Work to complete — The lines below are to be quoted exactly, from the first through the one that contains "evenodd fill-rule".

== Provided information ==

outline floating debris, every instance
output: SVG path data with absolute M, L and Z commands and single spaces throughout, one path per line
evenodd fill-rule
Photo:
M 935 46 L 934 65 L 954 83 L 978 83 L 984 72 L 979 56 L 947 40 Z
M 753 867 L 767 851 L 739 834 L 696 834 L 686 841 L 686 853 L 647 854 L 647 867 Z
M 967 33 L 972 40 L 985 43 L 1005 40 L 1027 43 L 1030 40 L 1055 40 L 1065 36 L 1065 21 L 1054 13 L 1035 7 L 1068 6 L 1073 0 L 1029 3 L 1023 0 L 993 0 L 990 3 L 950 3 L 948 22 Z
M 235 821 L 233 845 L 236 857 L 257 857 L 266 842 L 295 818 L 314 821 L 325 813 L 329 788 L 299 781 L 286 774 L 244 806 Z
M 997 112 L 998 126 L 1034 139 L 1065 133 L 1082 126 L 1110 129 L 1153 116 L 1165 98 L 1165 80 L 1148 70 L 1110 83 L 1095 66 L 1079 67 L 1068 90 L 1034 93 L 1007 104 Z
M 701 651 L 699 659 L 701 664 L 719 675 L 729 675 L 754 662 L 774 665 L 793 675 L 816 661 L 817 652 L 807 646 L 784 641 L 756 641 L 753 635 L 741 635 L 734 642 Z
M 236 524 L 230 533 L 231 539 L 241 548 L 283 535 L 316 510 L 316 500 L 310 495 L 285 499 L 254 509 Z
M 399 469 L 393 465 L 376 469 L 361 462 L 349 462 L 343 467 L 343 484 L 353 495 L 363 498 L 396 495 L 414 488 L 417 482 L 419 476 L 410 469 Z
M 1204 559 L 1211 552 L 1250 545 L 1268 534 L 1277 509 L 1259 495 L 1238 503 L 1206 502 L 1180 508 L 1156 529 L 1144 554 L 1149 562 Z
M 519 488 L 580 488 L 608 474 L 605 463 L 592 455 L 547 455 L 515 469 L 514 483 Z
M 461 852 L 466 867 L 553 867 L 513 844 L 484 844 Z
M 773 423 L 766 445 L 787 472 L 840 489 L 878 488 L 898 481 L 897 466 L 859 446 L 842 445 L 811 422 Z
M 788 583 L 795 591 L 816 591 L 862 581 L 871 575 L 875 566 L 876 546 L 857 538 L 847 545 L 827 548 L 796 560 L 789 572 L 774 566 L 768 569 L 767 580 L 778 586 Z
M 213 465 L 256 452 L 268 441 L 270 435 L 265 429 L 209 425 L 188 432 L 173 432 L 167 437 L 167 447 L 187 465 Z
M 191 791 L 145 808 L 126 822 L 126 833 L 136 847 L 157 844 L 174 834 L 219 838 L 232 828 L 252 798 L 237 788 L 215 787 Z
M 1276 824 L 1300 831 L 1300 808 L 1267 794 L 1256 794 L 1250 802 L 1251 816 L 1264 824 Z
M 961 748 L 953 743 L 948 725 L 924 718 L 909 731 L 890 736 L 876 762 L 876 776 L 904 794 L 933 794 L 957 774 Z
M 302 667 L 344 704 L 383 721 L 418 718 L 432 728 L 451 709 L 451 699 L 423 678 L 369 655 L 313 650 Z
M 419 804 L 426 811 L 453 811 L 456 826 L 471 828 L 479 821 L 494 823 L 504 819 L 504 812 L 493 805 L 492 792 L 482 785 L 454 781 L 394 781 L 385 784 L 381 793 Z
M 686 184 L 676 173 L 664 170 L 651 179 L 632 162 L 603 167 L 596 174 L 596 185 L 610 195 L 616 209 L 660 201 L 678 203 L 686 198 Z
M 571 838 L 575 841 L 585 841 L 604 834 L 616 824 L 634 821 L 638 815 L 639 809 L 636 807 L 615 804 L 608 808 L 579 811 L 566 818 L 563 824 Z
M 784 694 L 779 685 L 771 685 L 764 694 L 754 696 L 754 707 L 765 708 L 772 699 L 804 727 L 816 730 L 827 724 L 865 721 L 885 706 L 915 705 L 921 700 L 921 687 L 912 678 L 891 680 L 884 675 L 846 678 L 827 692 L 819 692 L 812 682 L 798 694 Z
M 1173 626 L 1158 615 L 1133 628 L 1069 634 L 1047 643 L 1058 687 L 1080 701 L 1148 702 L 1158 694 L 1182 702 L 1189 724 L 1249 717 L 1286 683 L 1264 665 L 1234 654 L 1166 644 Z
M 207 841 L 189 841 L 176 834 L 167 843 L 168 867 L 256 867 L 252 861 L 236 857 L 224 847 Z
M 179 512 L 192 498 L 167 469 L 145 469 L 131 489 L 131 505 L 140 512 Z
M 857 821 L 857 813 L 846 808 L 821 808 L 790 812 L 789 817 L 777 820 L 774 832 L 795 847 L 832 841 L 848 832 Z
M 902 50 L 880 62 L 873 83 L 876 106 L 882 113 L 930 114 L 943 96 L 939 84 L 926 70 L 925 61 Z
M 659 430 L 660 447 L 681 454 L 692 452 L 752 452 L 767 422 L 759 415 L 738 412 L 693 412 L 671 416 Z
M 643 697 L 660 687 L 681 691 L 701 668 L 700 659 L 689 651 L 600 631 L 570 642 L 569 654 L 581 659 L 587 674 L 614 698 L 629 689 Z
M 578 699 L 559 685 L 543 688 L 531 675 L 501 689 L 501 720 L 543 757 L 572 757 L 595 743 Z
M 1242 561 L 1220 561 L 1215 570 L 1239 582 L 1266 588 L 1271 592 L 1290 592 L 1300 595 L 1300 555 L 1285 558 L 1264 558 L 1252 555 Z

===

Solution below —
outline floating debris, every instance
output: SVG path data with absolute M, L and Z commands and single spaces throughout, one path per line
evenodd fill-rule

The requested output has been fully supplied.